**THE DATA**
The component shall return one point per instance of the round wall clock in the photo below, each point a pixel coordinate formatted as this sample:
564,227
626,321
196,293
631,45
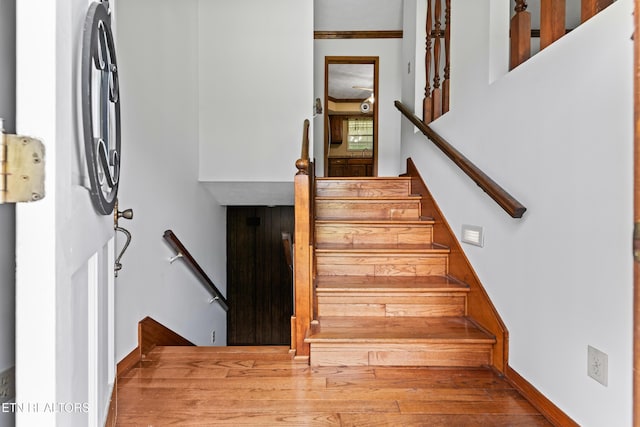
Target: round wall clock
100,108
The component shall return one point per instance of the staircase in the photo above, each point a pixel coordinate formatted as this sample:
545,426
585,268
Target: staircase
384,294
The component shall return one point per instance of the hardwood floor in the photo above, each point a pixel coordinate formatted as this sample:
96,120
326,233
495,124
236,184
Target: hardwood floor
188,386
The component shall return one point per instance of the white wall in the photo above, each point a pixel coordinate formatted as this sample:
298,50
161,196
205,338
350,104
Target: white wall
557,133
7,212
390,80
255,90
158,56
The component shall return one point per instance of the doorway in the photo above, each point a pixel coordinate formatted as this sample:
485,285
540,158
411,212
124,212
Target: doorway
351,116
259,281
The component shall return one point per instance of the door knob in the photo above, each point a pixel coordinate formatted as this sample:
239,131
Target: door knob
117,214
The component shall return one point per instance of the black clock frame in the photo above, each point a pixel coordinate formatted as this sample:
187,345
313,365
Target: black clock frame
102,146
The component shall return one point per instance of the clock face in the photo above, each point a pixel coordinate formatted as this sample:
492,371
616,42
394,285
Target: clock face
101,108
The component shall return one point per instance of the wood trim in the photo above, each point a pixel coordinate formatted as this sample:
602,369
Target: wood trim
591,8
128,362
535,33
539,401
332,35
152,333
552,19
113,406
479,305
506,201
636,264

**EXERCISE INSTRUCTIONS**
Rewrite everything from the line containing "The component shall return one point per instance of the clock" down through the end of the records, keeping the requests. Shift each answer's point coordinates by adding 44 to every number.

**SOLUTION**
The component shall return one point per instance of the clock face in the photo above, each point a pixel coordinate formatted as this sample:
492,371
616,42
394,285
Target: clock face
145,152
The component shall return one point per instance of the wood trim in the photo above, each point a pixel coordinate formatted as this sample:
602,369
Target: wood trim
635,52
172,406
579,77
583,445
376,79
196,377
596,63
157,450
523,349
550,245
680,308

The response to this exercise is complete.